*Required task 1*.
Can you copy out every line of the pointing-dataset listing, requests included, while shifting each x and y coordinate in the answers up by 97?

*Text block*.
-- Begin --

Abstract
Anomaly detection in wireless sensor networks (WSNs) is critical to ensure the quality of senor data, secure monitoring, and reliable detection of interesting and critical events. The main challenge of anomaly detection algorithm in WSNs is identifying anomalies with high accuracy while consuming minimal resource of the network. In this paper two lightweight anomaly detection algorithms LADS and LADQA are proposed for WSNs. Both algorithms utilize the one-class quarter-sphere support vector machine (QSSVM) and convert the linear optimization problem of QSSVM to a sort problem for the reduced computational complexity. Experimental results show that the proposed algorithms can keep the lower computational complexity without reducing the accuracy for anomaly detection, compared to QSSVM.

-- End --

[Entries from a pointing dataset]
-- Begin --

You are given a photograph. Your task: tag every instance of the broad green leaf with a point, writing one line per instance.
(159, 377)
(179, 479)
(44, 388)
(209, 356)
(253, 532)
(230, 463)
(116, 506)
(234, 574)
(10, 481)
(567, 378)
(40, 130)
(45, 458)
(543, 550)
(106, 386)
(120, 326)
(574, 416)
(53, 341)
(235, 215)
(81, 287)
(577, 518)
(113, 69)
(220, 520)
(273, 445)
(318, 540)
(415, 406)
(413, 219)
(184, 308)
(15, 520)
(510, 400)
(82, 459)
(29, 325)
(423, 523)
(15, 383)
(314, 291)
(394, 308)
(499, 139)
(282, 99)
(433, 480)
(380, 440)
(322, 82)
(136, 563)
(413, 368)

-- End --

*Required task 2*.
Can you resume the abstract on anomaly detection in wireless sensor networks, starting after its last sentence?

*Reply 1*.
You are given a photograph. Your task: tag every instance of the broad green leaf with a point, writing one line per instance.
(256, 474)
(276, 576)
(141, 485)
(306, 453)
(350, 629)
(327, 560)
(213, 603)
(331, 671)
(107, 578)
(664, 475)
(137, 227)
(142, 555)
(640, 647)
(203, 483)
(217, 423)
(671, 513)
(150, 438)
(332, 312)
(178, 384)
(674, 615)
(210, 166)
(317, 617)
(370, 542)
(415, 637)
(512, 503)
(510, 316)
(281, 405)
(112, 617)
(607, 497)
(179, 556)
(126, 422)
(520, 620)
(112, 480)
(411, 388)
(491, 405)
(596, 236)
(379, 196)
(530, 577)
(477, 537)
(419, 179)
(233, 660)
(510, 465)

*Reply 2*.
1. Introduction
Wireless sensor networks (WSNs) have been widely used in various applications including civil and military domains [1]. However, the harsh deployment environment and the constrained capabilities of sensors (energy, CPU, memory, etc.) make WSNs more vulnerable to different types of misbehaviors or anomalies. In WSNs, an anomaly or outlier (these terms are used interchangeably in this paper) is defined as the measurement that significantly deviates from the normal pattern of the sensed data [2]. Sensor data are affected by these anomalies that always correspond to node software or hardware failure, reading errors, unusual events, and malicious attacks. Therefore, it is critical to efficiently and accurately identify anomalies in the sensor data to ensure data quality, secure monitoring, and reliable detection of interesting and critical events.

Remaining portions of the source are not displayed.